**Excerpt to read:**
----

3.2.3 The October 28, 2021 SEP event

On October 28, 2021 a SEP event was detected by several spacecraft at different distances from the Sun, by near-Earth space missions and with NMs, after using cosmic-ray nuclear transport in the atmosphere Papaioannou et al. (2022). The atmosphere does not stop secondary particles only if primary cosmic rays have energies larger than 500 MeV. Protons accelerated above 2 GeV were associated with this event. In Fig. 5 we have shown the proton flux measured during the evolution of this event. Data below 100 MeV were gathered by the EPD/HET particle detector hosted on board the Solar Orbiter spacecraft that was almost lined up with Earth. HET data at the onset (small dots), at the peak on Earth (small triangles) and at the peak in space (small squares) are compared to data estimated with NM observations at the onset (large dots) and at the peak at the top of the Earth atmosphere (large triangles). No GLE was observed at the time of the peak observed in space (small squares). In other words, the peak of the event observed in space was associated with particles with energies smaller than 500 MeV. These observations reveal the importance of monitoring SEP events in space up to at least hundreds of MeV since this is the energy range of maximum interest to Space Weather. We have best fitted the data with broken lines where a unique function was not reproducing well the trend of the observations. The parameterizations of the proton energy spectra are reported in Table 1 with the reduced \(\chi ^{2}\) and number of degrees of freedom. Reasonable interpolation functions have been used to fill the gaps of missing data.

----

Saved entries:

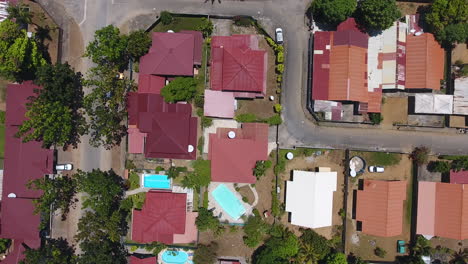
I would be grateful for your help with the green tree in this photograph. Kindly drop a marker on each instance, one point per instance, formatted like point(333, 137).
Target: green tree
point(332, 11)
point(261, 167)
point(336, 258)
point(20, 60)
point(446, 12)
point(106, 106)
point(255, 229)
point(205, 253)
point(200, 177)
point(166, 18)
point(103, 251)
point(180, 89)
point(108, 48)
point(377, 14)
point(139, 43)
point(57, 193)
point(54, 251)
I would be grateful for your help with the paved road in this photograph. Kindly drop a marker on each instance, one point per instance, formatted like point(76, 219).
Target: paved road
point(297, 129)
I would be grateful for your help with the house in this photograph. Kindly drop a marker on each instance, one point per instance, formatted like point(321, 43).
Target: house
point(238, 65)
point(164, 218)
point(234, 152)
point(442, 210)
point(23, 162)
point(172, 54)
point(309, 198)
point(159, 129)
point(379, 207)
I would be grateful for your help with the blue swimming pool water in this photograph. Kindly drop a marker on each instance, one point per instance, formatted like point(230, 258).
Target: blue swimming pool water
point(174, 257)
point(228, 201)
point(156, 181)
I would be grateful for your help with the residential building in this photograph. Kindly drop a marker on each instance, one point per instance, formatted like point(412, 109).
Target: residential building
point(442, 210)
point(379, 207)
point(309, 198)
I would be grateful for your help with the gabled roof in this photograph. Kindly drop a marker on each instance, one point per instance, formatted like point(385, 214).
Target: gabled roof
point(309, 198)
point(424, 62)
point(233, 160)
point(238, 65)
point(162, 216)
point(380, 207)
point(443, 210)
point(171, 54)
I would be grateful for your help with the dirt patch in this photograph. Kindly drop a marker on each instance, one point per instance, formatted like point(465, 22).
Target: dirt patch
point(230, 243)
point(460, 52)
point(394, 111)
point(246, 192)
point(363, 245)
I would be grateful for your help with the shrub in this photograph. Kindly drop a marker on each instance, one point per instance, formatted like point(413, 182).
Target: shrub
point(166, 18)
point(277, 108)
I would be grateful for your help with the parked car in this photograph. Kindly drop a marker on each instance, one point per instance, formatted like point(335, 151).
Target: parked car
point(64, 167)
point(401, 248)
point(279, 35)
point(376, 169)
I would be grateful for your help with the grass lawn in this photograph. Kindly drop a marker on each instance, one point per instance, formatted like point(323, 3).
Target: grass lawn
point(380, 158)
point(180, 23)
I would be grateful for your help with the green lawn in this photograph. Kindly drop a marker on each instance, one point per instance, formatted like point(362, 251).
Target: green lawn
point(180, 23)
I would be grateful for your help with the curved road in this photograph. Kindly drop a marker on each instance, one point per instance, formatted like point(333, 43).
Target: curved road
point(298, 129)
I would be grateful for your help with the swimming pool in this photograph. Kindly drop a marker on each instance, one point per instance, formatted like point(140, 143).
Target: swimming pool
point(228, 201)
point(175, 257)
point(156, 181)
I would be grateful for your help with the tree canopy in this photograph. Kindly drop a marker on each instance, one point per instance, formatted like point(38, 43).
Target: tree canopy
point(55, 115)
point(54, 251)
point(108, 48)
point(377, 15)
point(106, 106)
point(180, 89)
point(332, 11)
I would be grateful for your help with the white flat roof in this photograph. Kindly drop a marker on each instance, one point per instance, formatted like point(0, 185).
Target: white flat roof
point(309, 198)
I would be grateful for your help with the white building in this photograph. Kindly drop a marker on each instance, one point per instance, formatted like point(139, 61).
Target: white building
point(309, 198)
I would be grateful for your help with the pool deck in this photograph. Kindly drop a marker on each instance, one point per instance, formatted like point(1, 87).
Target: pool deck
point(219, 211)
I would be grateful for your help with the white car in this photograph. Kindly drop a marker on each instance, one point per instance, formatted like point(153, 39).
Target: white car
point(64, 167)
point(376, 169)
point(279, 35)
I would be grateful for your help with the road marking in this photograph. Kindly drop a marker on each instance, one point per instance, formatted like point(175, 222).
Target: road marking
point(84, 15)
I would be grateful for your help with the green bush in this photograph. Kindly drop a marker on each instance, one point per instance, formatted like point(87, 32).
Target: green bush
point(166, 18)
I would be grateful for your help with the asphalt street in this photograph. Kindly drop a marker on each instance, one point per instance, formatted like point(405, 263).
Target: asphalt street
point(298, 129)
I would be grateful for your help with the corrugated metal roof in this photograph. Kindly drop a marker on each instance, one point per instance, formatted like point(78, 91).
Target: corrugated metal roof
point(424, 62)
point(380, 207)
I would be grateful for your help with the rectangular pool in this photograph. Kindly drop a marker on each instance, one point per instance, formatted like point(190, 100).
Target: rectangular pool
point(228, 201)
point(156, 181)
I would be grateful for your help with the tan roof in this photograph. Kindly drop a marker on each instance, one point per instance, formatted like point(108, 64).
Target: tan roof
point(443, 210)
point(380, 207)
point(424, 62)
point(348, 74)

----

**Questions on the material:**
**a)** In the passage on the October 28, 2021 SEP event, which detector on board the Solar Orbiter spacecraft gathered the data below 100 MeV?
**b)** Continue the passage on the October 28, 2021 SEP event from its final sentence.

**Set of answers:**
**a)** The EPD/HET particle detector gathered those data.

**b)**
Fig. 5
figure 5

Solar energetic proton fluxes observed on October 28, 2021. The small solid dots indicate the observations gathered in space by the EPD/HET experiment at the onset of the event. The large dots inferred at the top of the atmosphere from NM observations above 450 MeV represent Earth observations for the same phase of the event. The small triangles are the HET measurements in space at the peak of Earth observations (large triangles). The solid squares correspond to the peak of the HET measurements in space. The lines through the data represent the best-line-fits in different energy intervals for each phase of the event (see Table 1)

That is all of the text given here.